ZU VERARBEITENDE DATEN:
────────────────────

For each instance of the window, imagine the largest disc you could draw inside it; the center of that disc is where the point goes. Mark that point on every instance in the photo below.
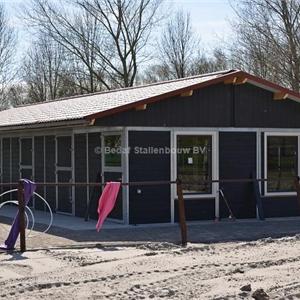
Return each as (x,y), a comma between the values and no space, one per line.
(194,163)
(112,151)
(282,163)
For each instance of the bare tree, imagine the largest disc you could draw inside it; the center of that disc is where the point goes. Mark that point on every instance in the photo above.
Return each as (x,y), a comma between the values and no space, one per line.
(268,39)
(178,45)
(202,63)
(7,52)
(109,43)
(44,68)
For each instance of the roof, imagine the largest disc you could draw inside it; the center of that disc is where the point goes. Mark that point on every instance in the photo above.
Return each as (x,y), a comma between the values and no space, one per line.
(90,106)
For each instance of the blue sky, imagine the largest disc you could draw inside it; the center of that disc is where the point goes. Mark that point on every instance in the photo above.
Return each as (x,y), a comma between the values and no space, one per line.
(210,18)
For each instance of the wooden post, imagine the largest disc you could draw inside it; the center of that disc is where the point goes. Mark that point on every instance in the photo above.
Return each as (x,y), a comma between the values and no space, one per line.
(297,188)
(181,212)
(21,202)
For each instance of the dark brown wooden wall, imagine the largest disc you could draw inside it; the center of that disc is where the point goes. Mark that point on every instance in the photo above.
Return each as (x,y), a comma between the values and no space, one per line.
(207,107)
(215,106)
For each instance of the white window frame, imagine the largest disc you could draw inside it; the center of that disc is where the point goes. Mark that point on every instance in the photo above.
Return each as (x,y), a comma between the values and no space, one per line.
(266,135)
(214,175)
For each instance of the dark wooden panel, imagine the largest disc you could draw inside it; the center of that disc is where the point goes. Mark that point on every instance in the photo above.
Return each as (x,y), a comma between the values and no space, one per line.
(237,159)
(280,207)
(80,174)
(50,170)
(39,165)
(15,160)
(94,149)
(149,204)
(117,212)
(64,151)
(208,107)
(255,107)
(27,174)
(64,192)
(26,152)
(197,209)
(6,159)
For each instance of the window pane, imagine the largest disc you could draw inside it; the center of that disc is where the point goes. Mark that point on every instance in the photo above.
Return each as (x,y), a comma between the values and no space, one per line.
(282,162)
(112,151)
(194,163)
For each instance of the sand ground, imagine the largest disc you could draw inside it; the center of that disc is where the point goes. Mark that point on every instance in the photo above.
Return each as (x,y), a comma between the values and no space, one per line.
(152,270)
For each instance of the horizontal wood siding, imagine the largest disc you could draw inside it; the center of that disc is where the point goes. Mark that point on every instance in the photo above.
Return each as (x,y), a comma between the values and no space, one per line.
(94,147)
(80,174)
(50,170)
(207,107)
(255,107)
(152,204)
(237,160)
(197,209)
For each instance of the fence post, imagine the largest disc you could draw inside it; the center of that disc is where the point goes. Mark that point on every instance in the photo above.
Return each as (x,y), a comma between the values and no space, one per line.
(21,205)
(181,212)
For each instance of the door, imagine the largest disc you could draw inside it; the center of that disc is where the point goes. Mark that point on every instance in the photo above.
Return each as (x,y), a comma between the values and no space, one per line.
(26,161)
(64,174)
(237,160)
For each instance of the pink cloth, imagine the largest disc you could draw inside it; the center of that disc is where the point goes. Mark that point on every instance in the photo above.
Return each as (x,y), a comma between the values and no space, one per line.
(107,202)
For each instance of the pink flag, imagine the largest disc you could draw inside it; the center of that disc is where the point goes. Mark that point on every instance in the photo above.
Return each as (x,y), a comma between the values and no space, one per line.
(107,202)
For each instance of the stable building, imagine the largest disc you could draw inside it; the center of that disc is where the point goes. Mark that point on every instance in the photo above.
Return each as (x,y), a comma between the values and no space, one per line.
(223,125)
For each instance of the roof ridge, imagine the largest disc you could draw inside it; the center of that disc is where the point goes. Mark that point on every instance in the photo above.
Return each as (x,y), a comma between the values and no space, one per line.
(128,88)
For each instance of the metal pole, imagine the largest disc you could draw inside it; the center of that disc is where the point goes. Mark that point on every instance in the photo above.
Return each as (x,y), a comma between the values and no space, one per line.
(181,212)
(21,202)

────────────────────

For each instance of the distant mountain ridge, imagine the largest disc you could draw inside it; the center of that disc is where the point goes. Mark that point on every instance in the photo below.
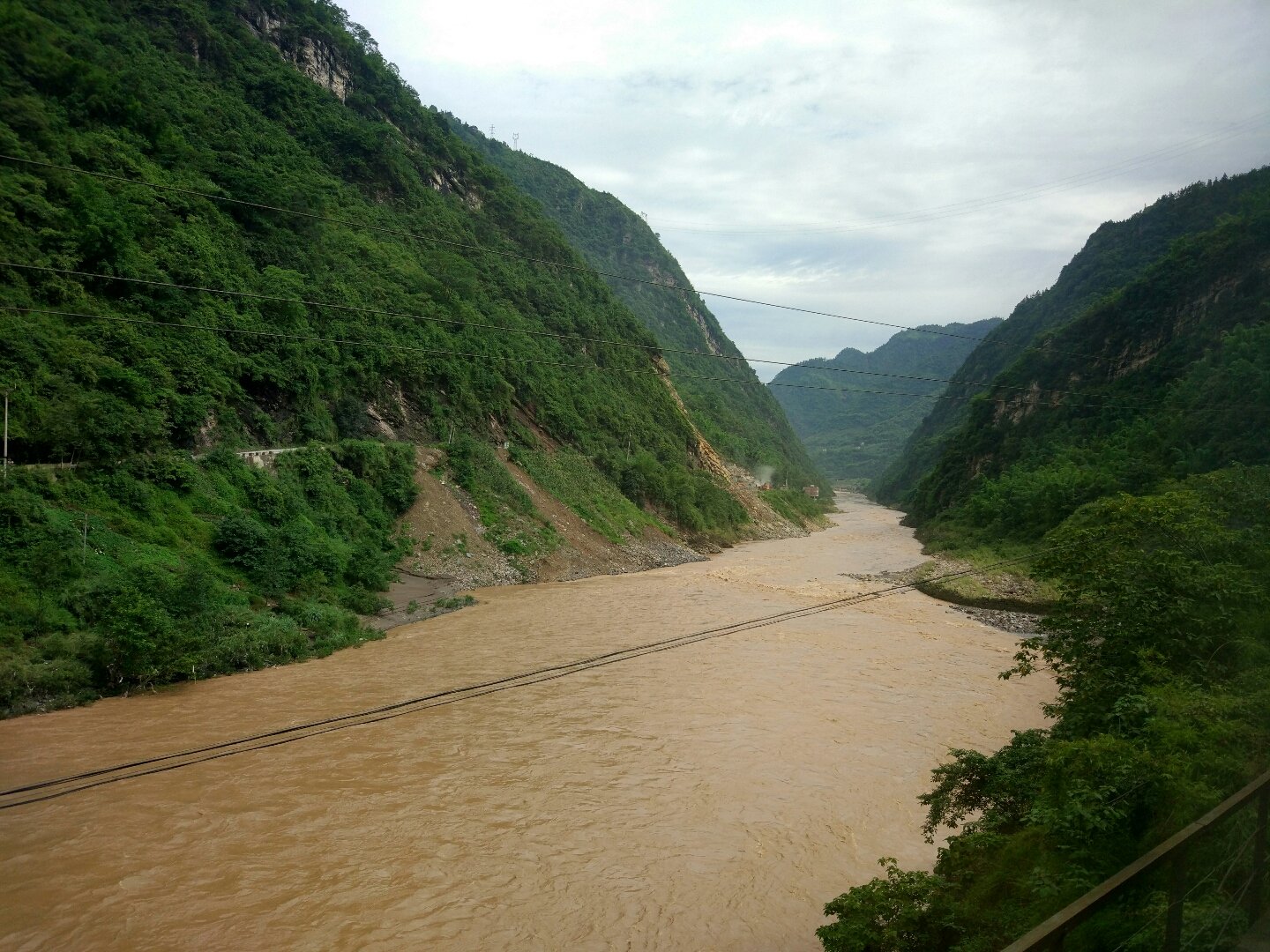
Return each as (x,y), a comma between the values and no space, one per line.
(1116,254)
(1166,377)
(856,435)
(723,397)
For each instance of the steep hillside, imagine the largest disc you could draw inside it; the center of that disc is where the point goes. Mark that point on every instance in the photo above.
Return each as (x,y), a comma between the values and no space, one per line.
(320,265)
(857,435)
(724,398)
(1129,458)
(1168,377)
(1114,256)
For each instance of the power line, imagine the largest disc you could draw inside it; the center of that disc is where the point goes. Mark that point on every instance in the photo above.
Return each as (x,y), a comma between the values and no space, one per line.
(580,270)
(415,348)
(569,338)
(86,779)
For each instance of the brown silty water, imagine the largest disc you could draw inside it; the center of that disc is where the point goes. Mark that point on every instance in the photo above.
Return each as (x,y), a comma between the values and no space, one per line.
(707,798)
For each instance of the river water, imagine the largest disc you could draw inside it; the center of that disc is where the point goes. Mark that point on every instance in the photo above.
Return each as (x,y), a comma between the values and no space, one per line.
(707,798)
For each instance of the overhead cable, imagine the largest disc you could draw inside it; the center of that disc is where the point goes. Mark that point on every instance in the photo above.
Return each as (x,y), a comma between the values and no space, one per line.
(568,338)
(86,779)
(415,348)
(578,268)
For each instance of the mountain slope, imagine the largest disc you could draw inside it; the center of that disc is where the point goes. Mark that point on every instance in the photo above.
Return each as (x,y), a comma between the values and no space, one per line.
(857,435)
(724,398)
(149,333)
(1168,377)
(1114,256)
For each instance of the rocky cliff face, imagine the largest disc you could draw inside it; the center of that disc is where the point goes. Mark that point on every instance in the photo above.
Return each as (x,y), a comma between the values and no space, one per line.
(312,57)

────────────────────

AUFGABENSTELLUNG: Sammle alle Zeilen der Datensätze, in denen die Zeichenfolge „below“ vorkommt, und gib jede davon vollständig wieder. Groß- und Kleinschreibung ist dabei zu beachten.

SCHRIFTLICHE ANTWORT:
For each instance of the window, imagine the largest disc you could draw inside it; the center of that disc is where the point goes. Mark that point on every instance in the photo below.
For each instance of the distant mountain ridge, imagine the largest disc you could draw inside it; the center of that disc is where the point goes. Mark that point on every instance in the photo below.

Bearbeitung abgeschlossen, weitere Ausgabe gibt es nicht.